Text passage »
::::::::::
'Underworld: Awakening'

What is the great, mystical secret to the success of the thoroughly mediocre Underworld franchise? The January release of Underworld: Awakening marks a tetralogy for the vampire series anchored (in three of the four films at least) by vixen Kate Beckinsale.

Collectively, they have raked in a staggering $383 million and counting worldwide, more than doubling the return on investment made by Screen Gems. Commercially, Underworld is box office gold. Critically it is despised; of the first three films, the original Underworld tops the list at a 31 percent rating on Rotten Tomatoes.

Ultimately, it's a success in the way that matters most. There's every financial rationale in the world to make an endless string of Underworld sequels, and, if Underworld: Rise of the Lycans is any guide, you don't even need Beckinsale's Selene to justify one after another. Lycans, released in 2009, almost tripled its modest $35 million budget at the gate. (Can someone, by the way, explain why Beckinsale isn't more of a major star? She has hardly challenged herself as an actress, yet seems wildly popular and is definitely incredibly beautiful. Is it that she won't push herself or that she can't?) Yet, the receipts only tell half the story and solve none of the mystery behind Underworld's seemingly broad appeal. People keep buying tickets -- yours truly included -- and it's hard to figure out exactly why they do so in droves.

Underworld does not have the built-in angsty-teen/lonely-cat-lady/repressed-Mormon audience that successor Twilight has thanks to Stephanie Meyer's novels. It does not have a deep and impressive cast or a famed director behind it. We know it doesn't have good reviews, of course. There isn't even much about the movies that's particularly memorable. Action sequences, Beckinsale's husky voices, fangs, Bill Nighy, Covens -- that about covers it, right?

To me, it comes down to three main factors:

  • Simplicity. Underworld is mindless if unmemorable fun. You know what you're going to get going in -- an unironic B-movie with plenty of gunplay and even more Beckinsale in skintight leather.
  • Deliberately good timing. The first Underworld movie, which was released in 2003, came out in September. The next three in the franchise were released in January. Both are slower months on the movie calendar immediately following busy periods -- September after the succession of summer blockbusters and January following the rapid-fire release of Oscar contenders and holiday family fare. January, in particular, is generally devoid of quality competition. In short (and to borrow a terribly crude expression), it's the tallest midget in the proverbial room.
  • The third dimension. OK, this doesn't really apply to the first three films, but there's no doubt that shooting Underworld: Awakening in 3D has been a boon to the franchise when returns might have otherwise been leaner. Things were bad at the box office in 2011, but 3D -- gimmick though it is -- is a perfect shot in the arm when it adds $3 to each ticket and the movie itself is shown most everywhere in that format. What's more, my suspicion is that moviegoers actually prefer the 3D experience in B-movies like Underworld where mindless entertainment is, again, the entirety of the draw when compared with more serious offerings.
::::::::::
Provided records »
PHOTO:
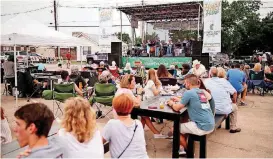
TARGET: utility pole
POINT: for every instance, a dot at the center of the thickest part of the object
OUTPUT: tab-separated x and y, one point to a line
142	27
56	24
55	15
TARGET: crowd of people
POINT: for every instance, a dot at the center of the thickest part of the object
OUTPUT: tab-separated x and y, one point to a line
208	92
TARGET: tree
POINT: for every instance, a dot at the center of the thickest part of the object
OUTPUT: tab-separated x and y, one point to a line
138	41
125	37
152	36
237	20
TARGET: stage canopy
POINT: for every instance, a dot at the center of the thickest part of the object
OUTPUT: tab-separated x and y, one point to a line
163	12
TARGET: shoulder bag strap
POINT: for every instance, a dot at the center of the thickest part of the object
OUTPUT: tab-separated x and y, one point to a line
129	142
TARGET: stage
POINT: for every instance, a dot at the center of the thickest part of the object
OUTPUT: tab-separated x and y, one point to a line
154	62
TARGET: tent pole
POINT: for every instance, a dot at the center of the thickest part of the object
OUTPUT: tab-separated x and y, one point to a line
81	56
27	55
198	27
121	26
15	71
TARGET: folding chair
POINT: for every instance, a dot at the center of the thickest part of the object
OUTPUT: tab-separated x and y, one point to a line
104	94
168	81
61	92
256	81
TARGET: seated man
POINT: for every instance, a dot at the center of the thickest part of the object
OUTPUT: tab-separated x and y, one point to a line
41	67
221	90
76	77
33	123
65	80
238	80
198	107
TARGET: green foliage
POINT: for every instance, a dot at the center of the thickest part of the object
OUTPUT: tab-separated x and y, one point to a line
125	37
240	25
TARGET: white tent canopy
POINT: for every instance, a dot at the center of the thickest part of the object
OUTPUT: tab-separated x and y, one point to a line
22	30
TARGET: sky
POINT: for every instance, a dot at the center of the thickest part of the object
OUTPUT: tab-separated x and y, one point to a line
86	16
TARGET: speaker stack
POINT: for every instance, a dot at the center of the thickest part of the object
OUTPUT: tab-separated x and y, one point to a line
116	53
198	55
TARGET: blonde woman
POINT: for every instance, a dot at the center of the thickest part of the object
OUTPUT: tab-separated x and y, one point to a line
221	72
79	130
257	67
153	85
127	84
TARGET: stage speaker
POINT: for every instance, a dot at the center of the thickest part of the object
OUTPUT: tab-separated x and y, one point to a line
116	48
204	59
197	47
116	58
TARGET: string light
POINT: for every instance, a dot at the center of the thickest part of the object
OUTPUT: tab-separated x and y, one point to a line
29	11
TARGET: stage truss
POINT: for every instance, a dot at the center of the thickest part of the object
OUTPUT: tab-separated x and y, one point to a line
172	16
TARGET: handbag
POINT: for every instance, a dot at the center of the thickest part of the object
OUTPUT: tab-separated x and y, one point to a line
129	142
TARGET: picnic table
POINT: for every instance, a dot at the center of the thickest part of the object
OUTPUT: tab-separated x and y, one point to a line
166	113
12	149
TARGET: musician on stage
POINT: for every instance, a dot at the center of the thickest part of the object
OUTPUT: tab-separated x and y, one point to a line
169	48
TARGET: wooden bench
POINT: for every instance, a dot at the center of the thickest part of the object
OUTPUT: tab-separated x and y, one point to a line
203	139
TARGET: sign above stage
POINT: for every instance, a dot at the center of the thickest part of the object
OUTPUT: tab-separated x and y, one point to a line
154	62
212	26
177	25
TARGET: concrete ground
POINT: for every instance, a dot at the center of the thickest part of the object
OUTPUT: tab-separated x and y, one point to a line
255	140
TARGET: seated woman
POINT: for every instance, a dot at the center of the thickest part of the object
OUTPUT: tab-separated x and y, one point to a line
173	71
153	85
76	77
140	71
65	80
127	84
5	129
114	70
41	67
127	69
268	71
81	135
162	72
125	135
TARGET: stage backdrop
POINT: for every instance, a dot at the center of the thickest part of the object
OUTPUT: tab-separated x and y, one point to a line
154	62
212	26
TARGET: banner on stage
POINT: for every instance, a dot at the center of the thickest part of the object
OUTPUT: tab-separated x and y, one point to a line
212	26
105	30
154	62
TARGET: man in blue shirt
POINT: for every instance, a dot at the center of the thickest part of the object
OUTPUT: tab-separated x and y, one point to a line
238	80
221	90
198	107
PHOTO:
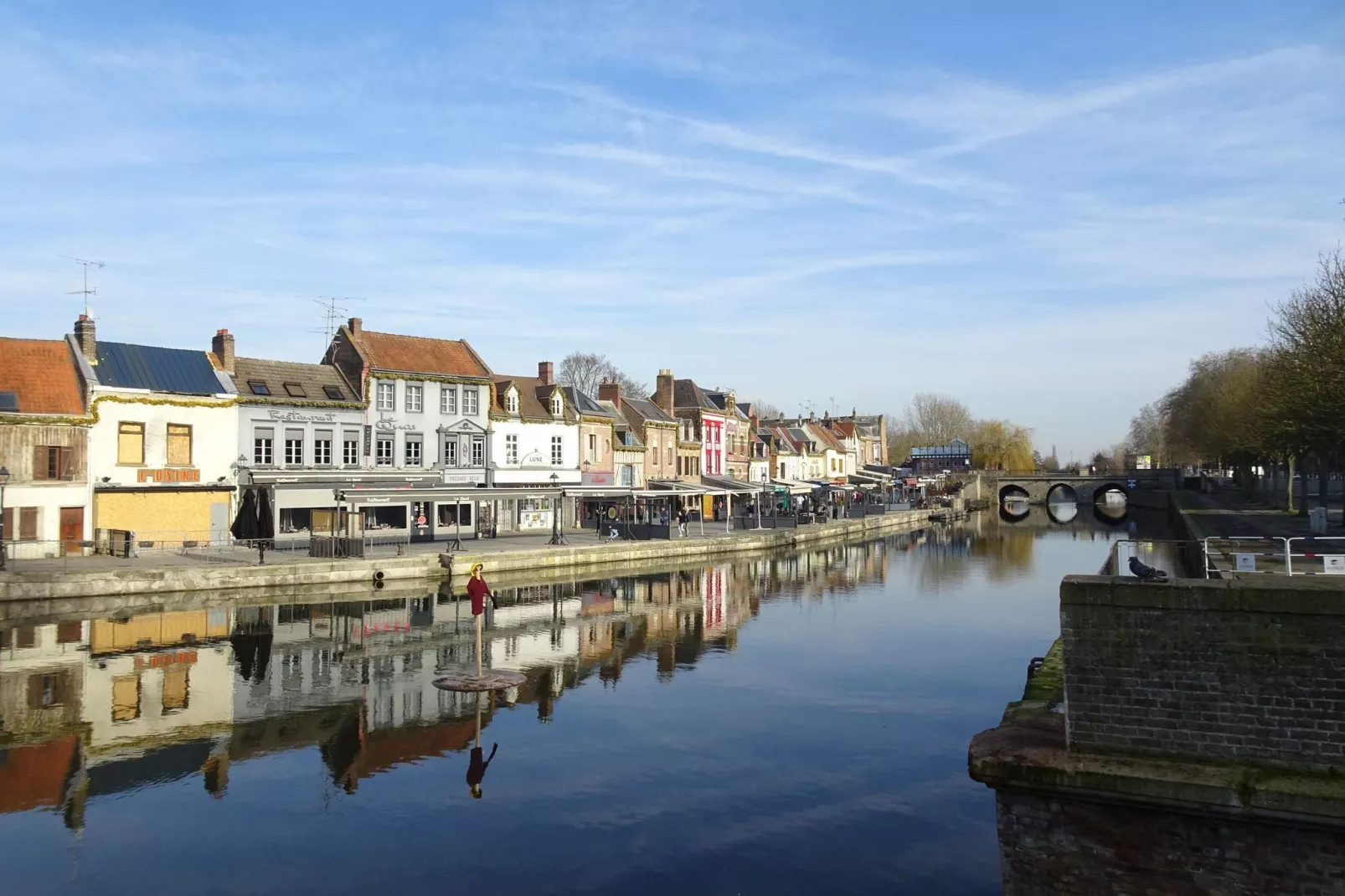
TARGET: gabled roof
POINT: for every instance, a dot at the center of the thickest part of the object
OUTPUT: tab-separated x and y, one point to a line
689	396
283	377
646	410
184	372
42	377
534	399
584	404
417	354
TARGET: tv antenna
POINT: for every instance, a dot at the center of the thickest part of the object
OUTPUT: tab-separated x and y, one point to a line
331	315
86	291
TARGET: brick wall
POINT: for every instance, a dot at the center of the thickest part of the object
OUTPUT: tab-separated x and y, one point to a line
1058	845
1207	669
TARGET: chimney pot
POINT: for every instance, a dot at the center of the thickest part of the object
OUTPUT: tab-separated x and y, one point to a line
222	346
85	335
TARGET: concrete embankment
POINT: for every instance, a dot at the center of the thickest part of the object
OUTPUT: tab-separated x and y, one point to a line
131	585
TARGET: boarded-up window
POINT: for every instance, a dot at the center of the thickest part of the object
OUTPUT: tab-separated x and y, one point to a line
175	687
27	523
126	698
131	443
179	445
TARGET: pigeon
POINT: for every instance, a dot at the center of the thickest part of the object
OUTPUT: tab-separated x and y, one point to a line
1147	574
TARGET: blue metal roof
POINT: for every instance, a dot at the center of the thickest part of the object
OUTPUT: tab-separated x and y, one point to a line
179	370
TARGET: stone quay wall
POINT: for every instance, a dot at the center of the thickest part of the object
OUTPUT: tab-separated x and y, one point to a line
1060	845
1207	669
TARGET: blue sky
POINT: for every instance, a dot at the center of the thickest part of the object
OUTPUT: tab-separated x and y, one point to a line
1043	209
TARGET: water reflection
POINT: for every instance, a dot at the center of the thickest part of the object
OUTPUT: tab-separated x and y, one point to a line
343	689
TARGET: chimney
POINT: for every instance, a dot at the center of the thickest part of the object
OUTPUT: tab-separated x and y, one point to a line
85	337
663	393
222	346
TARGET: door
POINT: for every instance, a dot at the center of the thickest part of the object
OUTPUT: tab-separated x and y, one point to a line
71	528
423	521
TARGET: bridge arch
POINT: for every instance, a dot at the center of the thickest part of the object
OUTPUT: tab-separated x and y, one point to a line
1061	492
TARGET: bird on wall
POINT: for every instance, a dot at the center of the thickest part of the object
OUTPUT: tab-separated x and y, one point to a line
1147	574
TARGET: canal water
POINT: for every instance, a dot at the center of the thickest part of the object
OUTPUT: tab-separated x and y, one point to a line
771	724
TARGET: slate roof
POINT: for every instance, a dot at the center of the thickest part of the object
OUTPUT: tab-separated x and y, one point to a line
311	379
183	372
42	376
646	409
534	399
419	354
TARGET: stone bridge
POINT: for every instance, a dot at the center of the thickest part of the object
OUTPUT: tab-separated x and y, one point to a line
1041	489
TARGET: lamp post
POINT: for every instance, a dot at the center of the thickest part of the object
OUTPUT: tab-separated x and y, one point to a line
557	536
4	478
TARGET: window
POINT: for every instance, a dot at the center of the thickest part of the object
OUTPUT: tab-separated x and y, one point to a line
323	448
262	447
53	461
293	447
179	445
131	443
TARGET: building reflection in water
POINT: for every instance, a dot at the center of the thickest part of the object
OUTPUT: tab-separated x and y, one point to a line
95	708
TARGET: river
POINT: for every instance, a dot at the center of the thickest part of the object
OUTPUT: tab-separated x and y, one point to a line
786	724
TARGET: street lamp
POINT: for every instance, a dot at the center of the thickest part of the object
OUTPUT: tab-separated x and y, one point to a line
4	478
557	536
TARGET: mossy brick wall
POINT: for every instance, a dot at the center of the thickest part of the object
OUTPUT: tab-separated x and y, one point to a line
1207	669
1052	847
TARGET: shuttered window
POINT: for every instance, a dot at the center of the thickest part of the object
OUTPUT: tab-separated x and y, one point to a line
179	445
131	443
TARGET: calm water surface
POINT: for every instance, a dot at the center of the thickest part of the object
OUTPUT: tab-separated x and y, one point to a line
785	724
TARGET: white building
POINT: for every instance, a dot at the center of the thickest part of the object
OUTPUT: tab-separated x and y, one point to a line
163	445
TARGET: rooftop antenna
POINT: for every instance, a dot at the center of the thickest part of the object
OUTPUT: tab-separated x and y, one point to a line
86	291
331	315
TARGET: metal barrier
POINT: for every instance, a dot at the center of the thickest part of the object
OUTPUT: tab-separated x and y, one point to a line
1332	564
1239	556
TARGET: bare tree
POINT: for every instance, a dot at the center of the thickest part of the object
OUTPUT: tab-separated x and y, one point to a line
938	419
587	372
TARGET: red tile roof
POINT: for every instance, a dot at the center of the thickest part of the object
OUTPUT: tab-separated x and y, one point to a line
419	354
42	373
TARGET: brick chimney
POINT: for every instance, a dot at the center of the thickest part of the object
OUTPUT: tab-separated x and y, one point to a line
86	339
663	393
222	346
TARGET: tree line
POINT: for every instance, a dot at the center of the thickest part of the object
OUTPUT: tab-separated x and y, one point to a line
1278	403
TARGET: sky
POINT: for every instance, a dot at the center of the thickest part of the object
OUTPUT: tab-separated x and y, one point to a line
1041	209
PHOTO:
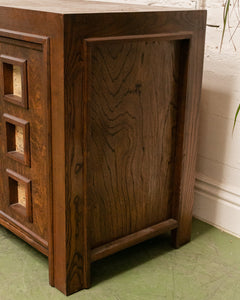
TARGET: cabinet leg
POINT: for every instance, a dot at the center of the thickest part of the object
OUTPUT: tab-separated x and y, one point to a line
182	234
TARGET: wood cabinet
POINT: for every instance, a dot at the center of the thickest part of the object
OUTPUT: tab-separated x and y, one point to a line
99	115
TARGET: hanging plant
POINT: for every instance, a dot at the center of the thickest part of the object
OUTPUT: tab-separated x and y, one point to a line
231	6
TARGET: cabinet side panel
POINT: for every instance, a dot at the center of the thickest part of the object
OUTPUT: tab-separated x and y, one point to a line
132	110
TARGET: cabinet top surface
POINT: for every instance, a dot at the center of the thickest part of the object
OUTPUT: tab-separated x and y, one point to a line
81	6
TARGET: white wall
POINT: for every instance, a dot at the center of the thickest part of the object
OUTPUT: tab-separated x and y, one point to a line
217	196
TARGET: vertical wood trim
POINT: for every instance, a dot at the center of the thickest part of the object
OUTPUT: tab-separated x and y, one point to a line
185	172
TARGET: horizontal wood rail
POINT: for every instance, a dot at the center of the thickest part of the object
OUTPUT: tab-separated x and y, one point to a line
132	239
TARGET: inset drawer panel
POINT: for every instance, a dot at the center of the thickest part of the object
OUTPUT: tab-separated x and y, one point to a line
25	135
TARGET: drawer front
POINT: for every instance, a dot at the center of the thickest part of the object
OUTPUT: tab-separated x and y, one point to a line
25	132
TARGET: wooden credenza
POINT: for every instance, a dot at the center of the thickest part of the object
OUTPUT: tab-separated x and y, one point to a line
99	111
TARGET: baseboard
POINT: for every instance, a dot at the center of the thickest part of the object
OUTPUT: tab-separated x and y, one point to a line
217	204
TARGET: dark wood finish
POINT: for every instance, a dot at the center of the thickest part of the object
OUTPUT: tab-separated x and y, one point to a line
34	120
113	101
10	123
14	179
132	239
7	63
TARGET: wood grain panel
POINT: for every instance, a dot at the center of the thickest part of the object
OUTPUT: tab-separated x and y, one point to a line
132	108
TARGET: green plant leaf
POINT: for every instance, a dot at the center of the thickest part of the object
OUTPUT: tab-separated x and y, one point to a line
236	115
225	18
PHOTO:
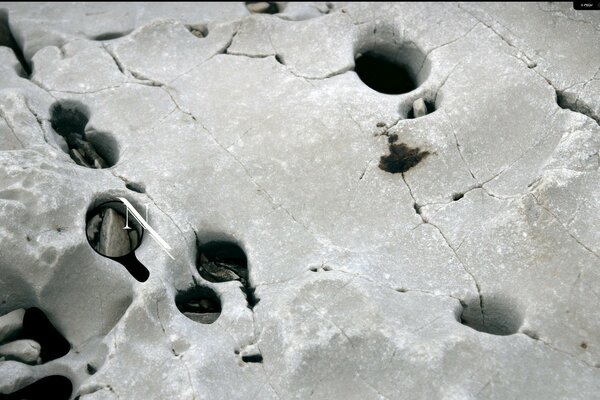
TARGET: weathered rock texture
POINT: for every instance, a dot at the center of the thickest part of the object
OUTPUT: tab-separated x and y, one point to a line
474	273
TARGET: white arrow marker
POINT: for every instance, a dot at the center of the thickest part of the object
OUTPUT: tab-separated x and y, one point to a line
143	222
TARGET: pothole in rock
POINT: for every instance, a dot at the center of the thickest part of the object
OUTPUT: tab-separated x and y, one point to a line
29	337
421	108
496	315
7	39
55	387
386	73
94	150
114	232
222	261
262	7
401	157
200	304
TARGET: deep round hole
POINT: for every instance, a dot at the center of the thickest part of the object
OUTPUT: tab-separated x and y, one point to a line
497	315
93	150
54	386
112	231
200	304
383	74
262	7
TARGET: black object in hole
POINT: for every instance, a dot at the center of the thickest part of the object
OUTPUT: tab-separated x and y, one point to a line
253	358
105	234
383	75
200	304
222	261
36	326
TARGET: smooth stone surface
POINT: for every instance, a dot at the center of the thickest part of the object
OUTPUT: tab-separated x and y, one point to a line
471	275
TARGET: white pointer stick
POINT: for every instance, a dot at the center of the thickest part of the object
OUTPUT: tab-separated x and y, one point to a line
143	222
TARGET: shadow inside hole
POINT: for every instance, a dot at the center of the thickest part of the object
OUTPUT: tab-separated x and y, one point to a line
37	327
114	233
222	261
496	315
7	39
96	150
383	74
420	109
262	7
200	304
110	35
55	387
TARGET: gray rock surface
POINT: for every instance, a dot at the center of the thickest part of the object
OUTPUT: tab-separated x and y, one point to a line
474	274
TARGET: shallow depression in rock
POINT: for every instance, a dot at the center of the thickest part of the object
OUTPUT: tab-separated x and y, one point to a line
497	315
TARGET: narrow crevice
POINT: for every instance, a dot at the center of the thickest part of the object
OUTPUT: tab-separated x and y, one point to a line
7	39
110	35
499	315
263	7
55	387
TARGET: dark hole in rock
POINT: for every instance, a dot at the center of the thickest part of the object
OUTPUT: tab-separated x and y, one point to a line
457	196
136	187
91	369
200	304
110	35
113	232
37	327
200	31
384	75
7	39
497	315
221	261
417	208
53	387
421	108
262	7
252	358
99	150
401	158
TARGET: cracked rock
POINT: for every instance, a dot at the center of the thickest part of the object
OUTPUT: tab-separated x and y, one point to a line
323	240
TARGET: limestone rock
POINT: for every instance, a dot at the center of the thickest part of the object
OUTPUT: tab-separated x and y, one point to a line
452	256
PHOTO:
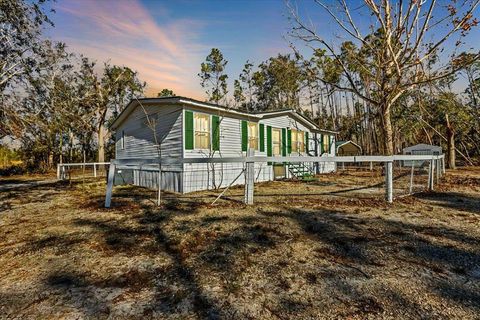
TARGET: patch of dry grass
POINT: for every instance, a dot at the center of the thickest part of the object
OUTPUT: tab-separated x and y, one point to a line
304	250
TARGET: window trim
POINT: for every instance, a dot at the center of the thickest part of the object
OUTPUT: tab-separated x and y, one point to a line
258	135
279	142
209	131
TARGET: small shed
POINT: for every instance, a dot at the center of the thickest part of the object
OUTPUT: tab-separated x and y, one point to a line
421	149
348	148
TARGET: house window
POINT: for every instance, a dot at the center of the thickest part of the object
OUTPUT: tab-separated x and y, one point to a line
202	131
298	141
276	142
252	135
326	144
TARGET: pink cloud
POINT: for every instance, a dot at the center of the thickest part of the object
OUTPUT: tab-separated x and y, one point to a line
123	32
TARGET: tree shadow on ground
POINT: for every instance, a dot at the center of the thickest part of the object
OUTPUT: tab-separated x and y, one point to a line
40	193
452	256
348	253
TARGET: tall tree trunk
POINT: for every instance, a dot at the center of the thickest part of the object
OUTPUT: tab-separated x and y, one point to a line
450	144
387	129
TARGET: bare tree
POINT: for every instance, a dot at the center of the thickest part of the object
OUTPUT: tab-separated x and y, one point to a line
403	38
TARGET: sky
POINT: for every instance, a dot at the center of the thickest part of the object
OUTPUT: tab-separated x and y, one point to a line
166	41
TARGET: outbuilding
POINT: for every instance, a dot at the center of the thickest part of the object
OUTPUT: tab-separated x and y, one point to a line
180	127
421	149
348	148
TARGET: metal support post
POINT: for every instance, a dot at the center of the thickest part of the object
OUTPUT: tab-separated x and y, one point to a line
111	178
249	178
389	181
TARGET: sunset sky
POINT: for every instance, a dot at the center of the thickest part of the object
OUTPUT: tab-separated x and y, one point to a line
165	41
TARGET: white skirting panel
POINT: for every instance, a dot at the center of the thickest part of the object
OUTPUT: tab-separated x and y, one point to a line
171	180
202	176
199	176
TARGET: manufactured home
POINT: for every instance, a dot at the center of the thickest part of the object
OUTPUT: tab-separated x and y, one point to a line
180	128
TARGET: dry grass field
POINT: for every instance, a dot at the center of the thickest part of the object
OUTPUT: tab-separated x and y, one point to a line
303	251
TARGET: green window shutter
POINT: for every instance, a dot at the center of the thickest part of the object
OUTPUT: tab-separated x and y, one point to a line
306	141
262	137
269	143
215	133
321	144
289	141
244	135
188	130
::::::::::
What you will do »
a: Transcribe everything from "What is the" down to "on Rotten Tomatoes." in the Underworld review above.
b: Filter the entries above and copy out every line that contains the string "drawer".

Exercise solutions »
a:
What is the great, mystical secret to the success of the thoroughly mediocre Underworld franchise? The January release of Underworld: Awakening marks a tetralogy for the vampire series anchored (in three of the four films at least) by vixen Kate Beckinsale.

Collectively, they have raked in a staggering $383 million and counting worldwide, more than doubling the return on investment made by Screen Gems. Commercially, Underworld is box office gold. Critically it is despised; of the first three films, the original Underworld tops the list at a 31 percent rating on Rotten Tomatoes.

b:
TARGET: inset drawer panel
TARGET: drawer front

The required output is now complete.